> _Problem_
Rewrite every line of the rows below as a JSON list of strings, with one string per line and blank lines left out.

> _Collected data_
"""

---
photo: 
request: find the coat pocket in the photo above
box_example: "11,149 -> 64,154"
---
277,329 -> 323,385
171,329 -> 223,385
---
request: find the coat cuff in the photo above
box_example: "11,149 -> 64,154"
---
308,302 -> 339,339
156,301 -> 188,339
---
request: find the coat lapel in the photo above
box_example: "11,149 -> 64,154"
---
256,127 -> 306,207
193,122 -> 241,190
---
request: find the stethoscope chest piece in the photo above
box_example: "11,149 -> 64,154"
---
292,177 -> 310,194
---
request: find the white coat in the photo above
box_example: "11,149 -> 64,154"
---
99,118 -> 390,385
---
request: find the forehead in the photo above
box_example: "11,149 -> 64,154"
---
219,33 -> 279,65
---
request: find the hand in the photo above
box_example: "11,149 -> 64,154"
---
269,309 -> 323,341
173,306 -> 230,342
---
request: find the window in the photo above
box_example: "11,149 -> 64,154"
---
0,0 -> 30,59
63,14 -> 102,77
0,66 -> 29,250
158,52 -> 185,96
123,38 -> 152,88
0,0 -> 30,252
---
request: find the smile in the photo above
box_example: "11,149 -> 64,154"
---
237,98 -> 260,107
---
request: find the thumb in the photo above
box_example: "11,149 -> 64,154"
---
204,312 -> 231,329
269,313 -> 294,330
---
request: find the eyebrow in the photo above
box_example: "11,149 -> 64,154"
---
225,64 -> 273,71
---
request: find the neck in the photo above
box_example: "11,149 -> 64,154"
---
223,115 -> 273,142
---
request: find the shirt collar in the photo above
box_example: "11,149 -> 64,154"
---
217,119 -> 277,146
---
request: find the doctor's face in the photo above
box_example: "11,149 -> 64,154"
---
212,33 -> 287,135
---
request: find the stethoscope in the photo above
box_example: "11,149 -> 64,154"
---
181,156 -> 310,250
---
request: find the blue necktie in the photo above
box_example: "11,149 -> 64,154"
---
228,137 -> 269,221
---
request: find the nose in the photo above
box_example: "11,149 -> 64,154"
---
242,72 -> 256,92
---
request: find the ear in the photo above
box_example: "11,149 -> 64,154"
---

"""

> _Result of this exercise_
[
  "---",
  "photo: ",
  "request: find the coat pocket in the photo above",
  "box_example: \"11,149 -> 64,154\"",
  "---",
  "277,329 -> 323,385",
  "171,329 -> 223,385",
  "---",
  "request: find the coat cuff in the photo above",
  "box_example: \"11,149 -> 64,154\"",
  "---",
  "308,302 -> 339,339",
  "156,301 -> 188,339",
  "---",
  "request: find the coat lapel in the photo above",
  "box_example: \"11,149 -> 64,154\"",
  "---",
  "256,127 -> 306,207",
  "193,122 -> 241,190",
  "---",
  "request: find the stethoscope chest piece in the photo above",
  "box_example: \"11,149 -> 64,154\"",
  "---",
  "292,177 -> 310,194",
  "---",
  "request: find the white coat in the photo above",
  "box_example: \"11,149 -> 64,154\"",
  "---",
  "99,118 -> 390,385",
  "---",
  "request: find the forehead in the photo above",
  "box_example: \"11,149 -> 64,154\"",
  "---",
  "219,33 -> 279,65",
  "---",
  "request: find the hand in the photo above",
  "box_example: \"11,149 -> 64,154\"",
  "---",
  "269,309 -> 323,341",
  "173,306 -> 230,342",
  "---",
  "request: find the window in the photo above",
  "box_example: \"11,149 -> 64,154\"",
  "---",
  "0,0 -> 30,59",
  "63,14 -> 102,77",
  "0,66 -> 29,250",
  "158,52 -> 185,96",
  "123,38 -> 152,88",
  "0,0 -> 30,252",
  "---",
  "request: find the smile in the photo above",
  "box_example: \"11,149 -> 64,154\"",
  "---",
  "237,98 -> 260,107",
  "---",
  "request: find the thumb in the photo above",
  "box_example: \"11,149 -> 64,154\"",
  "---",
  "204,312 -> 231,329",
  "269,313 -> 294,330",
  "---",
  "request: find the eyebrow in the photo above",
  "box_example: \"11,149 -> 64,154\"",
  "---",
  "225,64 -> 273,71",
  "---",
  "request: find the neck in the photo above",
  "box_example: \"11,149 -> 64,154\"",
  "---",
  "223,115 -> 273,142",
  "---",
  "request: find the shirt collar in the photo above",
  "box_example: \"11,149 -> 64,154\"",
  "---",
  "217,119 -> 277,146",
  "---",
  "request: find the doctor's face in the photo above",
  "box_example: \"11,149 -> 64,154\"",
  "---",
  "212,33 -> 287,135",
  "---",
  "request: find the stethoscope in the photo above",
  "box_example: \"11,149 -> 64,154\"",
  "---",
  "181,156 -> 310,250",
  "---",
  "request: find the blue necktie in the photo above",
  "box_example: \"11,149 -> 64,154\"",
  "---",
  "228,137 -> 269,221",
  "---",
  "request: find the nose in the photo above",
  "box_example: \"11,149 -> 64,154\"",
  "---",
  "242,72 -> 256,92",
  "---",
  "request: find the ear in the photo above",
  "box_example: \"11,149 -> 64,154\"",
  "---"
]